→ **EXERCISE DATA**
%%

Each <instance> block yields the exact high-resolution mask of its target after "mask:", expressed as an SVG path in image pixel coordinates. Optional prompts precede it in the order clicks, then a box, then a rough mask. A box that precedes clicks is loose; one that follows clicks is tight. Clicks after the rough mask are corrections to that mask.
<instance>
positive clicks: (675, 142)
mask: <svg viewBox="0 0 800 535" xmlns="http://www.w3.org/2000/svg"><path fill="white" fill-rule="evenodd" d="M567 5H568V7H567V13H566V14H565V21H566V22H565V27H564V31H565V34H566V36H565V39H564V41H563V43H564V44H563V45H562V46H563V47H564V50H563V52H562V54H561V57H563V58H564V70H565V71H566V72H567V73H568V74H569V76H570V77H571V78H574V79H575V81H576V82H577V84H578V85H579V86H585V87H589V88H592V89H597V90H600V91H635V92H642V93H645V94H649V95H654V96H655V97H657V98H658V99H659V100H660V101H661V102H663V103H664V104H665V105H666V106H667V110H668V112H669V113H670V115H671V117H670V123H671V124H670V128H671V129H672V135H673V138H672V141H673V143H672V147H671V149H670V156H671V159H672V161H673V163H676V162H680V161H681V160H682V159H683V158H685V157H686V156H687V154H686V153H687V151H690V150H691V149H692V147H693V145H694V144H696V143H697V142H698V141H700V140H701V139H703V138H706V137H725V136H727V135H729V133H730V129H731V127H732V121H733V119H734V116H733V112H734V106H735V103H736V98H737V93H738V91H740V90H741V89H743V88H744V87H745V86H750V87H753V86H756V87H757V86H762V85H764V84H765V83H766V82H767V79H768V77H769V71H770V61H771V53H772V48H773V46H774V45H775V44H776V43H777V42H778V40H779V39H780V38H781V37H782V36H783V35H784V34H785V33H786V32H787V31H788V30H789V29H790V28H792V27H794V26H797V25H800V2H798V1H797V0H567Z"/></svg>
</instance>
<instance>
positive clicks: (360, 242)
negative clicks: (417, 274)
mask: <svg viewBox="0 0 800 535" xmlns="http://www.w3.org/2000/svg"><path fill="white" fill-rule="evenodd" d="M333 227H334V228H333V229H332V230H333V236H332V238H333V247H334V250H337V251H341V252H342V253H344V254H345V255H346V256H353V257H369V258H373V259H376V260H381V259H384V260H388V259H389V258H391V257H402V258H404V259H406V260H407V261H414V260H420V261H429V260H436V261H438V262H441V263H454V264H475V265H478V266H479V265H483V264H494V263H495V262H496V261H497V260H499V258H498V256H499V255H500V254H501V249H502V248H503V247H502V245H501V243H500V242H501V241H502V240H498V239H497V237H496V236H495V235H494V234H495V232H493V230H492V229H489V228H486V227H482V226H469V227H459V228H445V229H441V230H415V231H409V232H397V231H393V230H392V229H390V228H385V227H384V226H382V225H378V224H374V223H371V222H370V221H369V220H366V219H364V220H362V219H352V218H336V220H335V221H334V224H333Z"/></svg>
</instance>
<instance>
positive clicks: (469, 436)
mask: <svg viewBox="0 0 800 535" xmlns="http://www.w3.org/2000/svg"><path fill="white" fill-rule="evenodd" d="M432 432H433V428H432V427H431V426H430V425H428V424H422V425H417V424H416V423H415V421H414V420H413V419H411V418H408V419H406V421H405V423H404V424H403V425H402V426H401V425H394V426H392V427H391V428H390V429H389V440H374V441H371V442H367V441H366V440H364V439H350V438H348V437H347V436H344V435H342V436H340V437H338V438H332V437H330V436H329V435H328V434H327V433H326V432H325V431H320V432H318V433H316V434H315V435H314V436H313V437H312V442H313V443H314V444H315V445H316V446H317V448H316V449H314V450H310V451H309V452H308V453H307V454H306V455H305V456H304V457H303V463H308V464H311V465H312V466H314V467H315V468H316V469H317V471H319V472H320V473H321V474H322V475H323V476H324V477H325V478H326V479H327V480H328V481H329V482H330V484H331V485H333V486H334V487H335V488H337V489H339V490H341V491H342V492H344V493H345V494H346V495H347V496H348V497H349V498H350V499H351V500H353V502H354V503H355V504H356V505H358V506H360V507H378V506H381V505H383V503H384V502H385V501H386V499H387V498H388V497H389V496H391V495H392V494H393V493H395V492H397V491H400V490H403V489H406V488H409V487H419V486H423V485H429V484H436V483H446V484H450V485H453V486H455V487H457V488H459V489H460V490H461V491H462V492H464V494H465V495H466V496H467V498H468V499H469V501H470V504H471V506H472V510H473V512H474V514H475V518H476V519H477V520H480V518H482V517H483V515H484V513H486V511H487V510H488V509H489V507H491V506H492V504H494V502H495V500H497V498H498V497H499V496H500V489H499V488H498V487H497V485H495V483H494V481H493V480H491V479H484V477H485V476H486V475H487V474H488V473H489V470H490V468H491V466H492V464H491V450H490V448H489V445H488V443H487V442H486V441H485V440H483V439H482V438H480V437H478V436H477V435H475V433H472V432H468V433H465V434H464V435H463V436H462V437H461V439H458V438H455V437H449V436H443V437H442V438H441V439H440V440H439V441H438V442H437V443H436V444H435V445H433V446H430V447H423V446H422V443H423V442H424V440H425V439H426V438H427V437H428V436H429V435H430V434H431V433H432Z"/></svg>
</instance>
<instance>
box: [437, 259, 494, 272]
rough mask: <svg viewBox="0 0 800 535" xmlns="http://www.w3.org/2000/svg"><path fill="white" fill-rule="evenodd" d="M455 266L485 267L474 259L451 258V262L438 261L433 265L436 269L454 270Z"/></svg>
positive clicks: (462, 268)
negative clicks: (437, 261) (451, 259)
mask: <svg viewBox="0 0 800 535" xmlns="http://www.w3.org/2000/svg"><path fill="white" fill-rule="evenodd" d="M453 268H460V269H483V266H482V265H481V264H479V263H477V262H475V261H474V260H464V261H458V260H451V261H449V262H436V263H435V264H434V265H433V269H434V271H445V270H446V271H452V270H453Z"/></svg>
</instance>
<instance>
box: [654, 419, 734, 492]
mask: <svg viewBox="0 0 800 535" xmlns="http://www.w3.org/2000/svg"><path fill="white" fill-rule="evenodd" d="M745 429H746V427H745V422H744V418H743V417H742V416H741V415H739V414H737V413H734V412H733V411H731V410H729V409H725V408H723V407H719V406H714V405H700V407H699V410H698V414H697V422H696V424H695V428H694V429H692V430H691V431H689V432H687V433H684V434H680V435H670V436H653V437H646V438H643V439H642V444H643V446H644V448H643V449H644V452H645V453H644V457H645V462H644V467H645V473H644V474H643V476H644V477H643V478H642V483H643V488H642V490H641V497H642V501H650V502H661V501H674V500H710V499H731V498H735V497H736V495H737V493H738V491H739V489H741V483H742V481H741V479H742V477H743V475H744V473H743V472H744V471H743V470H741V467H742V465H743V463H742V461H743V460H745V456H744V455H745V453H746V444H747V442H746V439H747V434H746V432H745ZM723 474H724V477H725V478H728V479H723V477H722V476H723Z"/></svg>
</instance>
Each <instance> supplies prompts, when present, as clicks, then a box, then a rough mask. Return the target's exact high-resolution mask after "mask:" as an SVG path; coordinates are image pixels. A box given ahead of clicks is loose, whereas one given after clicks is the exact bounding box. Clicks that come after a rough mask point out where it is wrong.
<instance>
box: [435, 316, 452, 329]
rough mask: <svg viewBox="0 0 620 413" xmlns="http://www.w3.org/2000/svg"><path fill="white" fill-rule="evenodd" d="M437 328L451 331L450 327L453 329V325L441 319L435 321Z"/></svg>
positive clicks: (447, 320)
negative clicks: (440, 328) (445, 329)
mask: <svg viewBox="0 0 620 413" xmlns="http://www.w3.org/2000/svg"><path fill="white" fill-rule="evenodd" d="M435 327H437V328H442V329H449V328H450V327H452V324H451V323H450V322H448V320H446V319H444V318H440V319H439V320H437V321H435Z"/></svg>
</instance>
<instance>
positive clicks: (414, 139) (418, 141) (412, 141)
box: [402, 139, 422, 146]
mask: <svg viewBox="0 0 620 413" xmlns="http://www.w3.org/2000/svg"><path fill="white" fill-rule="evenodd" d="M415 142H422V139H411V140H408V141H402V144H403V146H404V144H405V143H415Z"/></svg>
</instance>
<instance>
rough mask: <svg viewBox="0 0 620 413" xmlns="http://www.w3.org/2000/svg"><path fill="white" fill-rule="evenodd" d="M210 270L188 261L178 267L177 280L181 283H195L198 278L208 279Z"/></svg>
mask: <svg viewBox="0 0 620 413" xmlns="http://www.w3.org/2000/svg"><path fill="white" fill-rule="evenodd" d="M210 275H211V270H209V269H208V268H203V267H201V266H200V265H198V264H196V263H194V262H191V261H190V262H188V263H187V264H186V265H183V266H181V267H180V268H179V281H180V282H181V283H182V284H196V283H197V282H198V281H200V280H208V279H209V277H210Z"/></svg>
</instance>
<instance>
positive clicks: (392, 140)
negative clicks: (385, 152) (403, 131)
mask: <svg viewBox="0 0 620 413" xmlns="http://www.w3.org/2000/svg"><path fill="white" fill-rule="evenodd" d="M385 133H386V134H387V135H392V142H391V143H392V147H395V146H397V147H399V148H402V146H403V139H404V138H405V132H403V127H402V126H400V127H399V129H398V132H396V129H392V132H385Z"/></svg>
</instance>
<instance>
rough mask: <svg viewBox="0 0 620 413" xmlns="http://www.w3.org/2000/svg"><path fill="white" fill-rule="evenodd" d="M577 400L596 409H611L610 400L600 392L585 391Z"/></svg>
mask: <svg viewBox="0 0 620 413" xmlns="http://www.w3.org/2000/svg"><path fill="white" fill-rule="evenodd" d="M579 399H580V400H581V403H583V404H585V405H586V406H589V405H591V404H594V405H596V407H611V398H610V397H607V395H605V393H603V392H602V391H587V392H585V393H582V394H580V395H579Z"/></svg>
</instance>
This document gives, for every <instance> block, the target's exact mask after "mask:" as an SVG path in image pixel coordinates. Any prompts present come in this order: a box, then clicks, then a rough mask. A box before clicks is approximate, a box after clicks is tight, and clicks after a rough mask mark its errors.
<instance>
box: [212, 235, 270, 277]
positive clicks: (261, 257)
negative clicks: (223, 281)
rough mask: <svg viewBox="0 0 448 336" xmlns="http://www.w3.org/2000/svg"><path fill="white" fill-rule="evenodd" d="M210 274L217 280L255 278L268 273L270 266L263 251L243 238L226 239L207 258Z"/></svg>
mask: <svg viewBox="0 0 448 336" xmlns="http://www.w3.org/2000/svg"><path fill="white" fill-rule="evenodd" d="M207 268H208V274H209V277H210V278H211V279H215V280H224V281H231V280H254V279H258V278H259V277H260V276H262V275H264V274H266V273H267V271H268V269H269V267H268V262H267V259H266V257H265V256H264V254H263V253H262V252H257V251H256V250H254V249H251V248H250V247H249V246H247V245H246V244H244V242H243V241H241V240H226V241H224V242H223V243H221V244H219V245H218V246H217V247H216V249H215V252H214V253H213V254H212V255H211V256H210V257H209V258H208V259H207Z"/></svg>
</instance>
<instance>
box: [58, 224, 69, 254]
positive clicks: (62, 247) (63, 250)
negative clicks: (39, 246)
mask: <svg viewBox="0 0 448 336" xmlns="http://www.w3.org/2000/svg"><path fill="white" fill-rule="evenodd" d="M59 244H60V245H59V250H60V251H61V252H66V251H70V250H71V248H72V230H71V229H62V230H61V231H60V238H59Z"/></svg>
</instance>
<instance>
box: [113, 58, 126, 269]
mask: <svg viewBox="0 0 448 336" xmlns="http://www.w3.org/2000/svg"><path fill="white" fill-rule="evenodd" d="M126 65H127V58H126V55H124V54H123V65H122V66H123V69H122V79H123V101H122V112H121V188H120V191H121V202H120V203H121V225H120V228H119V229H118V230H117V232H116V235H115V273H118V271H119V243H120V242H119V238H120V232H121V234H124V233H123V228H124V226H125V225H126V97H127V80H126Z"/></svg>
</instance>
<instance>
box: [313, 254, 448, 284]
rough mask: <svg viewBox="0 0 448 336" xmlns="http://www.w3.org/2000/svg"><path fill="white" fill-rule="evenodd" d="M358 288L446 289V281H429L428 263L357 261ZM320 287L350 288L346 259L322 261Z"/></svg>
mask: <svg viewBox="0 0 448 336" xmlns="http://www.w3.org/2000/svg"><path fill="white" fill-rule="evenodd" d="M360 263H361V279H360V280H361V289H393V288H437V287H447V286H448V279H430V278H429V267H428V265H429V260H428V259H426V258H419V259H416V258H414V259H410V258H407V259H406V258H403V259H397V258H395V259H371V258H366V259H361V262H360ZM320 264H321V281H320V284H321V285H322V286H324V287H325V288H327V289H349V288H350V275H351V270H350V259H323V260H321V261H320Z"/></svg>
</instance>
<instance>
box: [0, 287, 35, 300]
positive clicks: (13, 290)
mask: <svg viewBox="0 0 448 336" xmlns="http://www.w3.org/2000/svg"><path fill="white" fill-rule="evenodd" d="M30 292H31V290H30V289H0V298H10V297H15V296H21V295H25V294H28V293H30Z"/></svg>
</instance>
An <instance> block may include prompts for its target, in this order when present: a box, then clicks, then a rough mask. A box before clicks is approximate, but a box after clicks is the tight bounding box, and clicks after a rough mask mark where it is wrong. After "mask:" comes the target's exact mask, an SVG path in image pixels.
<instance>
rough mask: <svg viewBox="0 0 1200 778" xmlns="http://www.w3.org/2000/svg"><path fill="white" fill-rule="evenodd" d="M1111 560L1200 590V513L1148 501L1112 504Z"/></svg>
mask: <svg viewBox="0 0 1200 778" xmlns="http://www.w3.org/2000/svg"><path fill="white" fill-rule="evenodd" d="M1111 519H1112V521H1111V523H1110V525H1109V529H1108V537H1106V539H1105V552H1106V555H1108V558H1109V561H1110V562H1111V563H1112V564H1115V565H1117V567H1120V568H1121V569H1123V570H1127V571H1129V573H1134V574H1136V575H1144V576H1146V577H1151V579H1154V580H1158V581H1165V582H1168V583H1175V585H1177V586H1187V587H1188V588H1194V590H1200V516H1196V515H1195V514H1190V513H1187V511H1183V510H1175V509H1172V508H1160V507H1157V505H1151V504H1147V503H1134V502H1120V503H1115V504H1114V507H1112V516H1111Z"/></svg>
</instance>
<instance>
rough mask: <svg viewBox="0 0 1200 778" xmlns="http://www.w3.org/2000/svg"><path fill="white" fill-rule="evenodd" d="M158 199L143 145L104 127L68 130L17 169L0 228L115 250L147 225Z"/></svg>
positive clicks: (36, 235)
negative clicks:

%%

→ **TASK GOAL**
Could you revise the lines starting at the first one and ending at the line containing "positive clicks: (675, 142)", replacing "rough mask" with "coarse mask" and leaving everything else unchanged?

→ **RESPONSE FOR THIS EXERCISE**
Each <instance> block yields the exact high-resolution mask of its target after "mask:", expressed as an SVG path in image pixel coordinates. Optional prompts precede it in the order clicks, then a box, then a coarse mask. A box that precedes clicks is loose; one that follows clicks is tight. Clicks after the coarse mask are corrections to that mask.
<instance>
positive clicks: (675, 142)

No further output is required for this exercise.